• **EXERCISE TEXT**
* * * *

Drug- and Alcohol-Related Crime Notes
Types of Psychoactive Drugs
- Controlled substance: strictly regulated due to abuse/addiction potential.
- Psychoactive drug: alters mood, anxiety, behavior, cognition, or mental tension.
- Stimulants: affect the central nervous system; cause arousal, alertness, or excitation (e.g., amphetamines, cocaine).
- Depressants: slow down the central nervous system; cause drowsiness, relaxation, or sleep. Includes narcotics (opiates) and non-narcotics (alcohol, barbiturates).
- Hallucinogens: affect the central nervous system causing visual or auditory hallucinations (e.g., LSD, PCP).
- Marijuana: classified as a hallucinogen, stimulant, and depressant.
- Inhalants: Stimulate but have very short-lived effects (e.g., amyl nitrite and nitrous oxide).
- Designer Drugs: Synthetic drugs mimicking illegal drugs (e.g., Ecstasy).
- Steroids: natural/synthetic hormones promoting cell and muscle growth.
History of Drug Legislation in the United States
- 19th Century: Narcotics were legal and widely used.
- 1888: Federal restrictions on smoking opium.
- 1906: Federal Pure Food and Drug Act required drug amount labels.
- 1914: Harrison Narcotics Act required registration and tax for narcotics/cocaine dealers.
- Marijuana Tax Act: Taxed and penalized cannabis use.
- Boggs Act: Made marijuana illegal and removed heroin from the list of medically useful drugs.
- 1970: Uniform Controlled Substances Act regulated controlled substances.
- Forbids manufacture, delivery, or possession with intent to deliver a controlled substance.
- Forbids creating, delivering, or possessing a counterfeit substance.
- Forbids offering or agreeing to deliver a controlled substance.
- Criteria for Schedule I drugs: high abuse potential, no accepted medical use, lack of safety.
Current Drug Policy
- War on Drugs: Launched in the 1980s to regulate and prohibit dangerous drugs.
- Harm reduction proposals include changes in drug policies, treatment, and management.
- Medical cannabis: Use of cannabis and its constituent THC as a physician-recommended form of medicine or herbal therapy.
Drug Schedules (Controlled Substances Act of 1970)

* * * *

• **SUPPLIED ENTRIES**
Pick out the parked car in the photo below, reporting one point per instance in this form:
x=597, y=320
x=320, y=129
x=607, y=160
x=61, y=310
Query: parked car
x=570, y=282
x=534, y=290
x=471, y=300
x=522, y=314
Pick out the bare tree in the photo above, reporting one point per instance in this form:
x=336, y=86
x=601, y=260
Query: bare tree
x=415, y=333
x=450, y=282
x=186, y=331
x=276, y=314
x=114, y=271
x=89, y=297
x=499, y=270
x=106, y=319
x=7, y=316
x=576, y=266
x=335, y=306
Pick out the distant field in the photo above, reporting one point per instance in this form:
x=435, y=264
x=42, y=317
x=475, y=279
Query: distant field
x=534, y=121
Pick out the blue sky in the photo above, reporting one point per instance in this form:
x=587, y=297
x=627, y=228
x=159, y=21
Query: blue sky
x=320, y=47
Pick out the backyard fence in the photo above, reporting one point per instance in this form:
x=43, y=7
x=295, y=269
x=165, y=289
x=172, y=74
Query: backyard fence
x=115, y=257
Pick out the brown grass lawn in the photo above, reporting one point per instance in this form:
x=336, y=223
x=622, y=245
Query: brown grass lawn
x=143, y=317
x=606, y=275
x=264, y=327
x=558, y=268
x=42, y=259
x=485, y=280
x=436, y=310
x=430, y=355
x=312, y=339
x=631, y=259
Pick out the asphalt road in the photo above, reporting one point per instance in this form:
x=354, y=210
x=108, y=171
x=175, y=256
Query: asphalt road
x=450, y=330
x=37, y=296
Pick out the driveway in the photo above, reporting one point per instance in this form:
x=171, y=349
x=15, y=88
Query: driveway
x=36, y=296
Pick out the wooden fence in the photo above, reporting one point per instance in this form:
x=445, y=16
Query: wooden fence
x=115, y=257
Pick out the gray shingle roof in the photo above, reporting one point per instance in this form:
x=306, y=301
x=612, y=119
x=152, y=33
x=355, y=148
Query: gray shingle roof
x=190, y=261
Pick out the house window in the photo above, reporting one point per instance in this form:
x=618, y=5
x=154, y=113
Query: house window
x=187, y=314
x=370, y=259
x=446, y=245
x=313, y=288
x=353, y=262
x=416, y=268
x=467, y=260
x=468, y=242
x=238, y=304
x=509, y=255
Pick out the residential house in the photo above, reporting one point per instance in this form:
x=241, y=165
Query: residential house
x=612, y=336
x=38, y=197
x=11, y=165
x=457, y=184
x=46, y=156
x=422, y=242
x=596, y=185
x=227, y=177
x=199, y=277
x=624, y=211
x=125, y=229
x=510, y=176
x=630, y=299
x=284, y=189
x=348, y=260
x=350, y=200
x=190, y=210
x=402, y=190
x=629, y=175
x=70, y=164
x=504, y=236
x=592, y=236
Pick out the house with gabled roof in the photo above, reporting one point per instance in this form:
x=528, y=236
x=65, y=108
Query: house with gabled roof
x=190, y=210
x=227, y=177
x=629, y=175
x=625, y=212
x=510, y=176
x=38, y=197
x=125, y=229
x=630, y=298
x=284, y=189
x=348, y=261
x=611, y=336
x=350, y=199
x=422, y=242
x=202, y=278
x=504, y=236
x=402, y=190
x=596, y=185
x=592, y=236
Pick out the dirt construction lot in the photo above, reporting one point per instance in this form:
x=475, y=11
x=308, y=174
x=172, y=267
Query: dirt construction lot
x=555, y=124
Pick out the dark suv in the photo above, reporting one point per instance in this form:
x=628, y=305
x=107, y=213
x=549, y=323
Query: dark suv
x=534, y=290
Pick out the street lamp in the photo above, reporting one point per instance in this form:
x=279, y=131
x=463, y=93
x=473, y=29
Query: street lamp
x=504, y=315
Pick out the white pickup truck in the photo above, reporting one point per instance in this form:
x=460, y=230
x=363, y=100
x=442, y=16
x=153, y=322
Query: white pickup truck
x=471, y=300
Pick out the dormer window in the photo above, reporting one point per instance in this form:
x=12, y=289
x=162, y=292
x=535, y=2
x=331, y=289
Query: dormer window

* * * *

• **TASK SET**
A - According to the drug- and alcohol-related crime notes, what did the 1914 Harrison Narcotics Act require?
B - Extend the notes on drug- and alcohol-related crime past their last line.

• **ANSWERS TO THE EXERCISE**
A - Registration and tax for narcotics and cocaine dealers.

B -
- Schedule 1: High abuse potential, no medical use (e.g., heroin, LSD, marijuana).
- Schedule 2: High abuse potential, accepted medical use (e.g., opium, cocaine, PCP).
- Schedule 3: Some abuse potential, accepted medical use (e.g., anabolic steroids, ketamine).
- Schedule 4: Low abuse potential, useful in treatment (e.g., depressants, tranquilizers).
- Schedule 5: Low abuse potential, limited dependence risk (e.g., cough medicines with opium).
Drug Offenses
- Federal and state systems categorize offenses by possession and sale/distribution.
- Actual possession: Substance on person or in carried container
- Constructive possession: Substance accessible and subject to control.
- Knowing Possession: requires a “knowing” state of mind (mens rea).
- Possession with Intent to Deliver: Proven by quantity, packaging implements, activities, or statements.
Other Drug Offenses
- Delivery of a controlled substance: Transfer from one person to another.
- Simulated controlled substance: Representing a substance as a controlled substance.
- Drug conspiracy: Agreement to commit a drug-related act.
- Drug loitering: Action manifesting intent to engage in illegal drug activity.
- Drug transportation: Transporting a controlled substance in a vehicle.
- Cultivation of Marijuana: a felony punishable by a year or more in prison.
- Drug paraphernalia: Equipment for use with controlled substances.
Alcohol Legislation and Offenses
- Temperance and Prohibition: 1917: Eighteenth Amendment prohibited alcohol manufacture, sale, and transportation.
- 1933: Twenty-First Amendment repealed prohibition.
- Dram shop acts: Strict liability on sellers when the sale results in harm to a third party.
Drunk Driving Offense (Driving under the Influence)
- Intoxication: diminished physical/mental control due to alcohol/drugs.
- BAC (blood alcohol content) level of 0.08 percent is the almost uniform standard.
- Elements of DUI: Operating a vehicle while impaired by intoxicant or with BAC above a prohibited level.
- DUI Traffic Stops: Officer observes erratic driving, questions driver, administers field sobriety tests.
- DUI Statutes: Imply consent to blood, breath, or urine tests for BAC level.
Intoxication and Alcoholism as Defenses
- Voluntary intoxication is not a defense against general intent crimes.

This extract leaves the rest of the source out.